## STATED GOAL 1:
Please extract the entries starting with the line that contains "sunlit rock face." and going on through the final line of the entries, reproducing each of those lines word for word.

## PROVIDED PASSAGE:
## Start

US stocks advanced at the open on Tuesday as investors took heart from regulatory moves to contain the risk of contagion in the financial system and looked towards the Federal Reserve’s next interest rate decision.

The blue-chip S&P 500 rose 0.8 per cent and the tech-heavy Nasdaq rose 0.6 per cent.

The KBW Nasdaq Bank Index gained 4.3 per cent, while beleaguered California-based lender First Republic climbed 30 per cent, having fallen by nearly a half on Monday.

Banks have steadied after regulators’ moves to support banks caught in the recent financial tumult. US Treasury secretary Janet Yellen signalled on Tuesday the government would back all deposits at smaller American banks if needed.

“Over the past few days there has been a continued sentiment of support for the banking sector, including from [European Central Bank president] Christine Lagarde saying they would act on inflation and financial stability, and Janet Yellen showing her support for regional banks,” said Sam Gunter, head of FX trading at Britannia Global Markets. “That’s why we’re seeing equity markets push up and safe haven assets like gold and the yen lose ground.”

## End

## STATED GOAL 2:
Edit the stock market report starting with "US stocks advanced" and going on through "banks if needed.", changing every "per cent" to "percent".

## Location annotation dataset excerpts:
## Start

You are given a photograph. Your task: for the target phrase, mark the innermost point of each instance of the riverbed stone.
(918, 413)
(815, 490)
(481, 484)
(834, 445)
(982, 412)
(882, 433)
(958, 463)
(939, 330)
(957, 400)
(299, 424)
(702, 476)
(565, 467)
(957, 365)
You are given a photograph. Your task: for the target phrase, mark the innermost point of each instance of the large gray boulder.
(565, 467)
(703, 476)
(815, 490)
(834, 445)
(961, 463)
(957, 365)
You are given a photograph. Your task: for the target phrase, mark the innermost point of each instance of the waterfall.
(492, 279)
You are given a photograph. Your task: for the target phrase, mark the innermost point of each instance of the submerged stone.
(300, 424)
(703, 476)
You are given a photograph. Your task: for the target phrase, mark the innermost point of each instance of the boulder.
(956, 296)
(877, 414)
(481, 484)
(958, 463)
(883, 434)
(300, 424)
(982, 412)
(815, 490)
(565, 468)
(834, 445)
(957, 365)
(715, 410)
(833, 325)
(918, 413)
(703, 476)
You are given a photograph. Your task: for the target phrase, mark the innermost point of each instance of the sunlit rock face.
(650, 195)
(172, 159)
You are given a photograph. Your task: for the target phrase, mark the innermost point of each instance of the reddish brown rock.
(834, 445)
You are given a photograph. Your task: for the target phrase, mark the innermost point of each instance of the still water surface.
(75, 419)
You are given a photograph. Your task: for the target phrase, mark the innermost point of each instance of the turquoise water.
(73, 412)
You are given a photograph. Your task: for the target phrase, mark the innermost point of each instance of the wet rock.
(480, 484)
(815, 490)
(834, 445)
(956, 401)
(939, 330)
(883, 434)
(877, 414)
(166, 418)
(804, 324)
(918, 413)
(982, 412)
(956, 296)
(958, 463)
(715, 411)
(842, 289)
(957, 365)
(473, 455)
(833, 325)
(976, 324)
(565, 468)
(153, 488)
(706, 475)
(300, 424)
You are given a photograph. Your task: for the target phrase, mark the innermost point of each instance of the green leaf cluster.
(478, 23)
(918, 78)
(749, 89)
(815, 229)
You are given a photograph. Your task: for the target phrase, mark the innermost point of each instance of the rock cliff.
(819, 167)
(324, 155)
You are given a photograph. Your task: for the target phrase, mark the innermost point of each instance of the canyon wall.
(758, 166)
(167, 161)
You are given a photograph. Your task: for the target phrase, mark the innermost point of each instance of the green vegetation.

## End

## CORRECT ANSWER 1:
You are given a photograph. Your task: for the target phrase, mark the innermost point of each instance of the sunlit rock face.
(650, 195)
(172, 159)
You are given a photograph. Your task: for the target phrase, mark the innermost point of each instance of the reddish brown rock.
(834, 445)
You are given a photograph. Your task: for the target phrase, mark the innermost point of each instance of the still water surface.
(75, 419)
You are given a photograph. Your task: for the target phrase, mark the innermost point of each instance of the turquoise water.
(73, 412)
You are given a photograph. Your task: for the target phrase, mark the innermost point of each instance of the wet rock.
(480, 484)
(815, 490)
(834, 445)
(956, 401)
(939, 330)
(883, 434)
(877, 414)
(166, 418)
(804, 324)
(918, 413)
(982, 412)
(956, 296)
(958, 463)
(715, 411)
(842, 289)
(957, 365)
(473, 455)
(833, 325)
(976, 324)
(565, 468)
(153, 488)
(706, 475)
(300, 424)
You are given a photograph. Your task: for the target phrase, mark the innermost point of each instance of the green leaf cluster.
(478, 23)
(918, 78)
(749, 89)
(815, 229)
You are given a photograph. Your task: for the target phrase, mark the innermost point of each instance of the rock cliff.
(819, 167)
(324, 155)
You are given a photograph. Your task: for the target phrase, mark the innermost point of each instance of the canyon wall.
(758, 166)
(167, 161)
You are given a photograph. Your task: for the target phrase, mark the innermost point of each instance of the green vegetation.

## CORRECT ANSWER 2:
US stocks advanced at the open on Tuesday as investors took heart from regulatory moves to contain the risk of contagion in the financial system and looked towards the Federal Reserve’s next interest rate decision.

The blue-chip S&P 500 rose 0.8 percent and the tech-heavy Nasdaq rose 0.6 percent.

The KBW Nasdaq Bank Index gained 4.3 percent, while beleaguered California-based lender First Republic climbed 30 percent, having fallen by nearly a half on Monday.

Banks have steadied after regulators’ moves to support banks caught in the recent financial tumult. US Treasury secretary Janet Yellen signalled on Tuesday the government would back all deposits at smaller American banks if needed.